■ **Document source**
Les Échos publiaient il y a quelques semaines un article sur l’évolution de la production industrielle au sein de la zone euro depuis 2000 : -12 % pour la France, -20 % pour l’Italie et… + 34 % pour l’Allemagne ! On peut certes incriminer la dérive de nos coûts de production mais surtout, me semble-t-il, il faut constater qu’il y a un biais inégalitaire dû à la monnaie unique, annoncé il y a vingt ans par les économistes. Nous sommes vraiment dans l’urgence. Ne faut-il pas commencer à évoquer publiquement ce que vous avez dit tout à l’heure sur le fonctionnement de la zone euro ? En effet, pour l’instant, ce sont toujours un peu les mêmes qui parlent. 

Louis Gallois 

Je parlais évidemment des PME quand j’évoquais les difficultés de financement de l’industrie. Les grandes entreprises n’ont aucun problème de financement, elles trouvent de l’argent en abondance directement sur les marchés, sans même recourir aux banques auprès desquelles elles ont des lignes de crédit qu’elles ne tirent pas, pour l’essentiel. 

Il est vrai que la zone euro a créé entre les différents pays une situation de fausse symétrie qui ne reflétait pas les différents niveaux de compétitivité. L’euro a été créé à un niveau qui, s’il était adapté à la situation française, équivalait à une formidable dévaluation pour l’Allemagne. Par la suite, sept ans d’euro fort ont laminé l’industrie française. Comme je l’avais dit dans mon rapport, l’euro fort renforce les forts et affaiblit les faibles. Et l’Allemagne a été le grand bénéficiaire de cette période. Maintenant l’euro est revenu à un niveau plus acceptable mais il ne réduit pas les effets d’asymétrie entre la France et l’Allemagne que Jean-Pierre Chevènement évoquait. Je me demande si notre appareil industriel est encore capable de répondre à une dévaluation vis-à-vis de l’Allemagne de telle manière que notre déficit commercial avec l’Allemagne s’en trouve réduit et non aggravé. Au début il risque de s’accroître mais il ne faudrait pas que ça dure.

■ **Enregistrements fournis**
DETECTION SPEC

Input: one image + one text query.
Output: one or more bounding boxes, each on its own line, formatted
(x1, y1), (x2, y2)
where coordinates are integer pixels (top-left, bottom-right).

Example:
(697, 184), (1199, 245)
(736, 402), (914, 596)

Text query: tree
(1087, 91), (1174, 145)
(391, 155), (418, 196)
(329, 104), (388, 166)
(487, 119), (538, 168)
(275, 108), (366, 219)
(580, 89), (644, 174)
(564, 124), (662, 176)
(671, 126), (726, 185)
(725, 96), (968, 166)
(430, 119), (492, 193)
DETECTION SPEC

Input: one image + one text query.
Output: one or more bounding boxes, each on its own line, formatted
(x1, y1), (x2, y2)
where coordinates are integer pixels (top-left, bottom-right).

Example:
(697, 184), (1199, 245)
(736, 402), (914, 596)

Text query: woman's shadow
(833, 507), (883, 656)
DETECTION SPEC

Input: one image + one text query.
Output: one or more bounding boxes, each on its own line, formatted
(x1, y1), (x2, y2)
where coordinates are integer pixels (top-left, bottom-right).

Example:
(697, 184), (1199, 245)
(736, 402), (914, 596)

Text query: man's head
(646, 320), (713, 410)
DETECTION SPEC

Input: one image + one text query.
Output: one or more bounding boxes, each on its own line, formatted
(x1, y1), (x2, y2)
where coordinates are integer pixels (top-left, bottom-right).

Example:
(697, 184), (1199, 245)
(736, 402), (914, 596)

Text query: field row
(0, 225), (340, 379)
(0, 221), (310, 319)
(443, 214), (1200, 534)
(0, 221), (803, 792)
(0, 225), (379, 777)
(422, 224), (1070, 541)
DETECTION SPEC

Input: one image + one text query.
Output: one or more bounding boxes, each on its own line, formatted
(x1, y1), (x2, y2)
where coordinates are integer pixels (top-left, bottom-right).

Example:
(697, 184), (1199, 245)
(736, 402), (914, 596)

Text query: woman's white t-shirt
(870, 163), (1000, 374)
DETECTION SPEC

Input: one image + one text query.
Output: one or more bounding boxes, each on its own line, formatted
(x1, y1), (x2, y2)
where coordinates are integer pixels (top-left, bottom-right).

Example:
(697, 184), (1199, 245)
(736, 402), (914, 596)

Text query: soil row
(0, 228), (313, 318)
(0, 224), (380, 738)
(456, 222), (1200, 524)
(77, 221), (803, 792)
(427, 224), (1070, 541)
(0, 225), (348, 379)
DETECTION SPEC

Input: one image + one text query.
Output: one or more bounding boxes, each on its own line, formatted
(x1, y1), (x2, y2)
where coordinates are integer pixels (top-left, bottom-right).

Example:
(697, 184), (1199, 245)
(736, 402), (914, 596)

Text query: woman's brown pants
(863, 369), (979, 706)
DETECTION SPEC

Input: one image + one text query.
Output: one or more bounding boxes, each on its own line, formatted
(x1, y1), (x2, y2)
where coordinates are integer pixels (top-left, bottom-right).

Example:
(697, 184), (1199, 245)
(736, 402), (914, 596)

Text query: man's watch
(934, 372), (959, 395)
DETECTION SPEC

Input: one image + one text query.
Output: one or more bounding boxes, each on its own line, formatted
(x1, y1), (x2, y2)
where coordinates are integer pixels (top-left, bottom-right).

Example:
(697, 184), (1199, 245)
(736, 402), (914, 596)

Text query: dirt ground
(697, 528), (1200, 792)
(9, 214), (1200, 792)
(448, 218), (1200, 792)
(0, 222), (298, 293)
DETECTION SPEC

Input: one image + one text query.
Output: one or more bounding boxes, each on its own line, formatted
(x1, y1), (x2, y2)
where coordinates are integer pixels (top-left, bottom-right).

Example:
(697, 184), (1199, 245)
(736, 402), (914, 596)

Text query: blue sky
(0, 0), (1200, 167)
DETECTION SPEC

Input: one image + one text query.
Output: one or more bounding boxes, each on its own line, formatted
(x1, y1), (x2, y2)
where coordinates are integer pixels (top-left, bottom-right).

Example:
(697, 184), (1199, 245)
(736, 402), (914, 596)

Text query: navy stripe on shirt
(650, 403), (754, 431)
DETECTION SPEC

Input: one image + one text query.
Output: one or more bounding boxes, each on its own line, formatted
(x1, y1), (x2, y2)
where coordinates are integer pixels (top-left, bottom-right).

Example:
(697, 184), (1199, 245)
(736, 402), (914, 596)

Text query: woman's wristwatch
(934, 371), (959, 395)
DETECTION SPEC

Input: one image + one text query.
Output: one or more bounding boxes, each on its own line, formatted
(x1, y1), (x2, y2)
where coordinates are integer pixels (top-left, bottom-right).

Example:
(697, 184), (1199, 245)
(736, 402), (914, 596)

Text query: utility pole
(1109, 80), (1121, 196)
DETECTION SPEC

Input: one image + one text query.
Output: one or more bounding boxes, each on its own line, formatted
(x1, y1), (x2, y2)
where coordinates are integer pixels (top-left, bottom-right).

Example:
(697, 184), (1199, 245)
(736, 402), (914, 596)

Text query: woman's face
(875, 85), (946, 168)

---

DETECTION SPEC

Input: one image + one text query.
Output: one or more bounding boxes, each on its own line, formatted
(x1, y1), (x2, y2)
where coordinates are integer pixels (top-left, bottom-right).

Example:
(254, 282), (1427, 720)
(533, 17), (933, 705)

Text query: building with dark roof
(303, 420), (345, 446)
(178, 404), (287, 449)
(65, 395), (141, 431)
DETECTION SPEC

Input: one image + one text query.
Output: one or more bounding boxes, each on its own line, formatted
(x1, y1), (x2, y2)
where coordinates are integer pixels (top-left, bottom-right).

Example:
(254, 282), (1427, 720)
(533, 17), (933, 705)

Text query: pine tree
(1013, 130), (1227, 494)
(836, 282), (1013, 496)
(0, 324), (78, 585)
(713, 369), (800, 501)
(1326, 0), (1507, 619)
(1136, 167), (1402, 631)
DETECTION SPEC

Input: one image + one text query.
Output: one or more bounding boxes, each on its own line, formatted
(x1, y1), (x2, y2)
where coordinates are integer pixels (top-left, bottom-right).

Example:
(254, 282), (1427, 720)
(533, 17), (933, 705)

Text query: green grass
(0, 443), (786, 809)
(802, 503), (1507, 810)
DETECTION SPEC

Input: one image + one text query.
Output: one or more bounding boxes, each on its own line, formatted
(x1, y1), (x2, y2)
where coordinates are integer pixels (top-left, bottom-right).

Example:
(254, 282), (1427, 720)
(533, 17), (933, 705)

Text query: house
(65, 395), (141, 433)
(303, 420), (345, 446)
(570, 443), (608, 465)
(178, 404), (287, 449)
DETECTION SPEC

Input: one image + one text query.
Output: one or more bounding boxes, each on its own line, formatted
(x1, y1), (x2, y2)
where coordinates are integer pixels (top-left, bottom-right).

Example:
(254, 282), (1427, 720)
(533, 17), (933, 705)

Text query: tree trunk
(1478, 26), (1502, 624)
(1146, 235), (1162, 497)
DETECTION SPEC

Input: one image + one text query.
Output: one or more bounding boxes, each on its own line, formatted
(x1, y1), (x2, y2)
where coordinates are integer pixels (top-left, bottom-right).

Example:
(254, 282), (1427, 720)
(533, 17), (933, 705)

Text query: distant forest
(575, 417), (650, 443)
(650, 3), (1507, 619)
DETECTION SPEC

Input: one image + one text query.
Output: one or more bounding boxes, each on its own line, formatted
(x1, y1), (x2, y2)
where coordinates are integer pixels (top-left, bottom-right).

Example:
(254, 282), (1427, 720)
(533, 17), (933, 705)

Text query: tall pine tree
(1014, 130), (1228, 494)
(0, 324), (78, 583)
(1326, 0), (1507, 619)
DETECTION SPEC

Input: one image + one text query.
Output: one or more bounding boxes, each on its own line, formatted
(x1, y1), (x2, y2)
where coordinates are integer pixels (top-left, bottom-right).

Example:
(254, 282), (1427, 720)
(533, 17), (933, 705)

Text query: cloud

--

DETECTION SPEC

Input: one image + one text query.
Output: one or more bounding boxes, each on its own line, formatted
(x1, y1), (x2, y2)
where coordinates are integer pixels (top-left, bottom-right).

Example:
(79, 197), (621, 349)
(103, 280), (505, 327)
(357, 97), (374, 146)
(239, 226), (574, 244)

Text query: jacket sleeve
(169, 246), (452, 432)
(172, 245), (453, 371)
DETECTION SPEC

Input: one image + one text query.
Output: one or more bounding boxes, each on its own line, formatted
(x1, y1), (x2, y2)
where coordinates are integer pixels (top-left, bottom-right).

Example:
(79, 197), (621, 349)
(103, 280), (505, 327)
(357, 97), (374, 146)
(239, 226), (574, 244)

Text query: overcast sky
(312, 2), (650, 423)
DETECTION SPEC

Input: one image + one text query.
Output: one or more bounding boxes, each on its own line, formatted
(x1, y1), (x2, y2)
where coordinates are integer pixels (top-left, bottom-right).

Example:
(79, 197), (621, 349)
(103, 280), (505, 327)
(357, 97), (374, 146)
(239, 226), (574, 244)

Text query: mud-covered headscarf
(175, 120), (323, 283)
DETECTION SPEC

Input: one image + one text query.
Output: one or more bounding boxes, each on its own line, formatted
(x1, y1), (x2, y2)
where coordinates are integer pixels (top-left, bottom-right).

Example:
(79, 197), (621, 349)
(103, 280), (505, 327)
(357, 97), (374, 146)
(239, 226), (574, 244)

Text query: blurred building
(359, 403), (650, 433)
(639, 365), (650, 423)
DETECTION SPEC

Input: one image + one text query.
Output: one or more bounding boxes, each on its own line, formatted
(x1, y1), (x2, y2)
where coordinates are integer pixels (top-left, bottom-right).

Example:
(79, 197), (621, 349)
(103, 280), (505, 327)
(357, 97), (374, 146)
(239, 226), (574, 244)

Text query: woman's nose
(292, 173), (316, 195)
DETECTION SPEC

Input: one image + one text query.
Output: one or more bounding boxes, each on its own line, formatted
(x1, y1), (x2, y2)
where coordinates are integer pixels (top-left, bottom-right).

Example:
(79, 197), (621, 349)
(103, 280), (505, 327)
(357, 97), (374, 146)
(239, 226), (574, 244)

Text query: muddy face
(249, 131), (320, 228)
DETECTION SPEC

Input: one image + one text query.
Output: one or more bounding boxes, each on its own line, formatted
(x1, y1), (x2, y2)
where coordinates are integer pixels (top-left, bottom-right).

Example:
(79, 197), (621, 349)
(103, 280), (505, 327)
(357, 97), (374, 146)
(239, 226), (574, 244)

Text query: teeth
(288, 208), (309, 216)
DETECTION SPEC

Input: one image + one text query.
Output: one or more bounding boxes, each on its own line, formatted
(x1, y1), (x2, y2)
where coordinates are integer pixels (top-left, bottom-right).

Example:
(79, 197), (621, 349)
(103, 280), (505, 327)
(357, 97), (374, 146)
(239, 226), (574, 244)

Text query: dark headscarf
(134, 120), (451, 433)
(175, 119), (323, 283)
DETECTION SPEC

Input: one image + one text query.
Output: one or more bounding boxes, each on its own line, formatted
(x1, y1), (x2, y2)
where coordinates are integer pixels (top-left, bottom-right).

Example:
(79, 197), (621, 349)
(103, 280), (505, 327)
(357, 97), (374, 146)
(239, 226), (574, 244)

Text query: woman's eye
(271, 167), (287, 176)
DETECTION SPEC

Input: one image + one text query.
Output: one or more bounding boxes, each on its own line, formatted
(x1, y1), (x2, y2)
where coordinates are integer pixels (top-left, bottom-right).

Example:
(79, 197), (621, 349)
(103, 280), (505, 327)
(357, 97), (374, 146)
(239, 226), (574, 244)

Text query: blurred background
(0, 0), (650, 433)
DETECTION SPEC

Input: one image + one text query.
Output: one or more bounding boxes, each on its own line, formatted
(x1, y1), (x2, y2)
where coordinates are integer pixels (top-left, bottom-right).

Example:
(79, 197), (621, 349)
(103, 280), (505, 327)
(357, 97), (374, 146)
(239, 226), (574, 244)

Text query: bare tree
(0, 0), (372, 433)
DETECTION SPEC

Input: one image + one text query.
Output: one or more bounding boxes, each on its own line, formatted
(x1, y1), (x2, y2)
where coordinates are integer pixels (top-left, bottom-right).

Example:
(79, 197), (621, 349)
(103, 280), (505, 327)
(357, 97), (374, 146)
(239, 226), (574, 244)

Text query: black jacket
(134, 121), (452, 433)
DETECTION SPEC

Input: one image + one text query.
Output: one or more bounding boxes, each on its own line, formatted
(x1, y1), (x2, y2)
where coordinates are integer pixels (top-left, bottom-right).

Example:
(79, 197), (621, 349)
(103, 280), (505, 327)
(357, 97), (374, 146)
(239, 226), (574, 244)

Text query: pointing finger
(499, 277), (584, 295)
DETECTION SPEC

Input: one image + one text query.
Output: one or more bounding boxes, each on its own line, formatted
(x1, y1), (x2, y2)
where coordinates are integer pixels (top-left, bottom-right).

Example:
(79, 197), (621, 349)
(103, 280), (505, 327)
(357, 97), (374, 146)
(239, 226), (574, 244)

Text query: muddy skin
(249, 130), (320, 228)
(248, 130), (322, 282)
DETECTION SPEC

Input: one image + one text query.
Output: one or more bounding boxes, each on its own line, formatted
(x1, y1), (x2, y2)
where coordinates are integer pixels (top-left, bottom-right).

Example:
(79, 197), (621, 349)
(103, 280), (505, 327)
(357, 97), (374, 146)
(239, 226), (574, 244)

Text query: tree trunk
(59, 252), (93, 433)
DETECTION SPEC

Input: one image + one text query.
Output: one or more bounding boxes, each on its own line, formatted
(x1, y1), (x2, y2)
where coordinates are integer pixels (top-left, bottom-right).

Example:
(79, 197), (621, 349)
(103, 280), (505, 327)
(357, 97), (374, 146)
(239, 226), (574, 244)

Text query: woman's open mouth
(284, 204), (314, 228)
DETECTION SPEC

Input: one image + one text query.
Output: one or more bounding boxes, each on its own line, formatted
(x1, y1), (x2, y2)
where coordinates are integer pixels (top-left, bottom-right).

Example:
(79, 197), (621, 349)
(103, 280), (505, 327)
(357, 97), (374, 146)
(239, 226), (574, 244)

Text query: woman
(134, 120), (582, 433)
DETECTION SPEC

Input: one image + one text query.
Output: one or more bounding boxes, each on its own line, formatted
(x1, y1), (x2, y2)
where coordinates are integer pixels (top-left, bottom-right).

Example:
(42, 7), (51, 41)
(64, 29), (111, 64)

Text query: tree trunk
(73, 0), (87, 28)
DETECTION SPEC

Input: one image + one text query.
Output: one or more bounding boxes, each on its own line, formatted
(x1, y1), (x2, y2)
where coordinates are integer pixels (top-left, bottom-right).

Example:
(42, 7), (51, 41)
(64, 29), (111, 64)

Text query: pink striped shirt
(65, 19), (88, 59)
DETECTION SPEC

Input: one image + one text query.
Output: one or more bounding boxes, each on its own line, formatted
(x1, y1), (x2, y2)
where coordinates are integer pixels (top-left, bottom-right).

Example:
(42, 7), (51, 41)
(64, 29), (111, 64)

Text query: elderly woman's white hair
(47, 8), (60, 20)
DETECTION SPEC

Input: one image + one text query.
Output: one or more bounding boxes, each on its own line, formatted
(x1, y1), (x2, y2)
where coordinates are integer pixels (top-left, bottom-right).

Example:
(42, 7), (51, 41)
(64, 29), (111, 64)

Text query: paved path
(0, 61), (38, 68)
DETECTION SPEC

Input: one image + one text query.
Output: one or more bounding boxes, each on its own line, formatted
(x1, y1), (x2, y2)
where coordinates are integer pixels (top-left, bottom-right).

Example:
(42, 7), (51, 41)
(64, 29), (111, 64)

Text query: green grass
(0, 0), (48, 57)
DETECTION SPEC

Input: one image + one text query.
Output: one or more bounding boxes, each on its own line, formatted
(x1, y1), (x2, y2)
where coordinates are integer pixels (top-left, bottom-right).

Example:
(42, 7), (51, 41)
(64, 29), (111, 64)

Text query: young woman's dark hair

■ **Travail demandé**
1) Reproduisez le passage du document source sur l’euro et l’industrie, en commençant aux mots « Je parlais évidemment » et en vous arrêtant après « pas, pour l’essentiel. ».
2) Rédigez la suite du texte sur l’euro et l’industrie française à partir de l’endroit où il s’arrête.
Les enregistrements forment un matériau distinct du document source.

■ **Liste des réponses**
1)
Je parlais évidemment des PME quand j’évoquais les difficultés de financement de l’industrie. Les grandes entreprises n’ont aucun problème de financement, elles trouvent de l’argent en abondance directement sur les marchés, sans même recourir aux banques auprès desquelles elles ont des lignes de crédit qu’elles ne tirent pas, pour l’essentiel.

2)
Jean-Pierre Chevènement 

Autrement dit, le malade est-il encore en mesure de supporter le traitement ? Je crains que nous ne soyons déjà au stade des soins palliatifs… 
Louis Gallois a évoqué deux problèmes : la valeur de l’euro par rapport au dollar et le problème interne à la zone euro. Selon un économiste canadien, Robert Mundell, dans une zone monétaire dite « non optimale », où cohabitent des régions riches, productives, et des régions sous-productives et pauvres, un mécanisme cumulatif s’exerce qui enrichit les zones riches et appauvrit les zones pauvres (…).


Louis Gallois 

C’est la crainte de la négociation sociale en France qui conduit les acteurs à considérer que c’est à l’État de régler ce problème. Chaque fois que les partenaires sociaux n’arrivent pas à s’entendre, on se retourne vers l’État. Je répète que nous avons raté une occasion historique d’établir un dialogue social plus serein tout en contribuant à éviter la désindustrialisation. 
En Allemagne, le dialogue social n’est pas facile : chez Airbus, quand j’affrontais une grève, j’avais 98 % de grévistes, car ils obéissent au doigt et à l’œil aux syndicats. On le constate dans les chemins de fer allemands, actuellement en grève. Ce sont des syndicats qui se défendent mais le niveau d’acceptation du dialogue est absolument extraordinaire. Sachez que l’actuel président du conseil de surveillance de Volkswagen est le représentant des salariés, l’ancien patron du syndicat IG Metall (Industriegewerkschaft Metall), M. Huber. C’est un peu comme si, en France, M. Martinez (secrétaire général de la CGT) était Président du Conseil d’Administration de Renault !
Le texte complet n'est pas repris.